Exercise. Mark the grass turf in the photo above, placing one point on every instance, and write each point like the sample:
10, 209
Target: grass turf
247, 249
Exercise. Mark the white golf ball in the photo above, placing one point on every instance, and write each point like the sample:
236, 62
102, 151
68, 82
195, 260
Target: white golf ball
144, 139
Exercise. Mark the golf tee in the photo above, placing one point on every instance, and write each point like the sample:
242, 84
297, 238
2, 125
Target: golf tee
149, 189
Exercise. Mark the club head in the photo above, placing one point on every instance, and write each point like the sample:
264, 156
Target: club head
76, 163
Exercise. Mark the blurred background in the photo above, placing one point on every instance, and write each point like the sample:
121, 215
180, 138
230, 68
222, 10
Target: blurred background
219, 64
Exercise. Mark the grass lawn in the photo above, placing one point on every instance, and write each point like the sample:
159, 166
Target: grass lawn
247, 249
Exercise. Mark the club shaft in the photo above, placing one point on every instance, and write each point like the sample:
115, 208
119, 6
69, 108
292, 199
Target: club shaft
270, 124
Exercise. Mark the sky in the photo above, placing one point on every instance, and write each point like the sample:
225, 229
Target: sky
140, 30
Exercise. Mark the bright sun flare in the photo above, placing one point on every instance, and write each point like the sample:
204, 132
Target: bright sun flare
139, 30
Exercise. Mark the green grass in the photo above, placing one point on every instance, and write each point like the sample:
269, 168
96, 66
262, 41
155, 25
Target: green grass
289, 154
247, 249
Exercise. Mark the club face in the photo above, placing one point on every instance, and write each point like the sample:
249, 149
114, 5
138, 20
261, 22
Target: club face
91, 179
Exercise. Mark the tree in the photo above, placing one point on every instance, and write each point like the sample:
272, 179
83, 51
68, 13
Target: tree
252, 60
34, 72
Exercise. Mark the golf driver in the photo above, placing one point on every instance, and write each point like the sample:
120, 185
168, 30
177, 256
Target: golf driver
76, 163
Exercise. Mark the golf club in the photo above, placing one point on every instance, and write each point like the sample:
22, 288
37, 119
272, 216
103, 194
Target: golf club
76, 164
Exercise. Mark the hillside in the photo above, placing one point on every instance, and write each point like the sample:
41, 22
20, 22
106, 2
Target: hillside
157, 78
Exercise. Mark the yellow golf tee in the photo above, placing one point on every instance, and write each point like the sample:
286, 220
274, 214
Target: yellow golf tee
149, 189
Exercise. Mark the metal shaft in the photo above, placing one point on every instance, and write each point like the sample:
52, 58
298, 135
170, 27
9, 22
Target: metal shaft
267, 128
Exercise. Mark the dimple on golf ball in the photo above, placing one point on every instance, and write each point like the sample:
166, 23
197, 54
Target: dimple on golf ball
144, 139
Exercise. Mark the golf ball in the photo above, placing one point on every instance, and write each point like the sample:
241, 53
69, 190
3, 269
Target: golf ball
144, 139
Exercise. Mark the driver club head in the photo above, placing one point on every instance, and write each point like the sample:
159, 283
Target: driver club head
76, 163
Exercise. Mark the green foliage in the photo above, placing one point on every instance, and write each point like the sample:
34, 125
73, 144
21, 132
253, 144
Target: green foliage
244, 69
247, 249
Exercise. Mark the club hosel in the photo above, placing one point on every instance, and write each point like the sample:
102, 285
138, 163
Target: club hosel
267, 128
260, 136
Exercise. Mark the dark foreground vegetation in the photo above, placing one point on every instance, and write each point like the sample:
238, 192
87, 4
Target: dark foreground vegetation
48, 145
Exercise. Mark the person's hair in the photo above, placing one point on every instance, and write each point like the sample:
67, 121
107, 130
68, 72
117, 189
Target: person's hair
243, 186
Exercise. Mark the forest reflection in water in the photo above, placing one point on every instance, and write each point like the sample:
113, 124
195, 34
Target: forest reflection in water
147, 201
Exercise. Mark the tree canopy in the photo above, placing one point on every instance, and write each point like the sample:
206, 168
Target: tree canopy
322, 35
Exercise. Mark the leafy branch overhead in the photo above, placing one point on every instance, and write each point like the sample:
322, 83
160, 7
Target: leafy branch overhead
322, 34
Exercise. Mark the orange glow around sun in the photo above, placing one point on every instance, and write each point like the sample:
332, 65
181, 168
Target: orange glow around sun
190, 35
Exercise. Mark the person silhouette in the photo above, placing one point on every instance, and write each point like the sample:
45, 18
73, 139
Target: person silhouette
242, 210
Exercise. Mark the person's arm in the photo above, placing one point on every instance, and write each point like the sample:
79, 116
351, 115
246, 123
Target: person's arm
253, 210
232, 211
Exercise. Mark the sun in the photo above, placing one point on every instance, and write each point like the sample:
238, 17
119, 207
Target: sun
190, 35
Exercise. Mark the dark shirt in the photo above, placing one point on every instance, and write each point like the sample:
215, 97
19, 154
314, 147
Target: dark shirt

## [Exercise objective]
Give every line of the material again, exactly as it reads.

## [Solution to the exercise]
Exercise. Mark the grass turf in the photo above, placing one point on every instance, and write each point like the sample:
10, 209
Target: grass turf
247, 249
Exercise. Mark the white golf ball in the photo above, placing one point on every instance, and write each point like the sample:
236, 62
102, 151
68, 82
195, 260
Target: white golf ball
144, 139
Exercise. Mark the golf tee in the photo above, placing one point on every instance, and write each point like the sample:
242, 84
297, 238
2, 125
Target: golf tee
149, 189
Exercise. Mark the club head in the photo above, placing one point on every instance, and write each point like the sample:
264, 156
Target: club head
76, 163
Exercise. Mark the blurred background in the photo above, placing one point on every instance, and write each point like the sample:
121, 215
180, 138
230, 68
222, 10
Target: blurred background
219, 64
Exercise. Mark the grass lawn in the photo above, placing one point on every instance, and write each point like the sample:
159, 166
Target: grass lawn
247, 249
Exercise. Mark the club shaft in the photo above, placing one point on every instance, and write each point like the sample:
115, 208
119, 6
69, 108
292, 199
Target: club shaft
270, 124
Exercise. Mark the sky in the photo above, placing one point on every instance, and write each point like the sample:
225, 229
Target: sky
140, 30
Exercise. Mark the bright sun flare in the photo above, placing one point on every instance, and write each point like the sample:
204, 132
Target: bright sun flare
139, 30
Exercise. Mark the green grass in the photo above, placing one point on every instance, and write each point like the sample:
269, 168
96, 66
262, 41
155, 25
Target: green grass
289, 154
247, 249
Exercise. Mark the club face in the photo above, placing one point on every instance, and write each point like the sample:
249, 149
114, 5
138, 20
261, 22
Target: club face
91, 179
Exercise. Mark the tree in the photo above, placing one point on every instance, and write each point like the sample:
272, 179
83, 51
68, 13
Target: tree
252, 60
34, 72
Exercise. Mark the golf driver in the photo above, placing one point on every instance, and write each point like the sample:
120, 185
168, 30
177, 256
Target: golf driver
76, 163
Exercise. Mark the golf club in the photo above, placing one point on every instance, and write each point like the sample:
22, 288
37, 119
272, 216
103, 194
Target: golf club
76, 164
Exercise. Mark the hillside in the photo above, placing one point on every instance, and write each point like the sample:
41, 22
20, 22
106, 2
Target: hillside
157, 78
Exercise. Mark the yellow golf tee in the photo above, placing one point on every instance, and write each point like the sample:
286, 220
274, 214
Target: yellow golf tee
149, 189
Exercise. Mark the metal shaft in the photo above, placing one point on every instance, and write each point like the sample:
52, 58
298, 135
170, 27
9, 22
Target: metal shaft
267, 128
Exercise. Mark the dimple on golf ball in the photo above, placing one point on every instance, and write each point like the sample:
166, 23
197, 54
Target: dimple on golf ball
144, 139
Exercise. Mark the golf ball in the photo above, placing one point on every instance, and write each point like the sample:
241, 53
69, 190
3, 269
Target: golf ball
144, 139
Exercise. Mark the driver club head in the photo above, placing one point on every instance, and write each point like the sample:
159, 283
Target: driver club head
76, 163
Exercise. Mark the green foliage in the photo above, placing one point on every instance, and write each point like the sample:
34, 125
73, 144
21, 132
253, 144
Target: green foliage
244, 69
247, 249
Exercise. Mark the club hosel in the photo above, placing one point on every instance, and write each point like the sample:
102, 285
138, 163
Target: club hosel
267, 128
260, 136
Exercise. Mark the dark foreground vegetation in the photo above, placing one point on every instance, and write each point like the sample:
238, 192
87, 4
Target: dark foreground vegetation
48, 145
Exercise. Mark the person's hair in the photo above, placing one point on every instance, and write each point like the sample:
67, 121
107, 130
68, 72
117, 189
Target: person's hair
243, 186
Exercise. Mark the forest reflection in water in the photo above, placing one point on every instance, and write each point like the sample:
113, 124
195, 34
Target: forest reflection in water
147, 201
Exercise. Mark the tree canopy in the photo above, placing one point on every instance, and write each point like the sample:
206, 168
Target: tree canopy
322, 35
Exercise. Mark the leafy branch overhead in the photo above, placing one point on every instance, and write each point like the sample:
322, 83
160, 7
Target: leafy branch overhead
322, 34
Exercise. Mark the orange glow around sun in the photo above, placing one point on every instance, and write each point like the sample:
332, 65
181, 168
Target: orange glow around sun
190, 35
Exercise. Mark the person silhouette in the photo above, placing one point on every instance, and write each point like the sample:
45, 18
73, 139
Target: person silhouette
242, 210
Exercise. Mark the person's arm in the photo above, placing one point on every instance, and write each point like the sample:
79, 116
351, 115
246, 123
Target: person's arm
253, 210
232, 211
Exercise. Mark the sun in the photo above, placing one point on every instance, and write each point like the sample:
238, 17
119, 207
Target: sun
190, 35
Exercise. Mark the dark shirt in the photo above, placing one point on every instance, and write each point like the sample:
215, 97
19, 154
314, 147
Target: dark shirt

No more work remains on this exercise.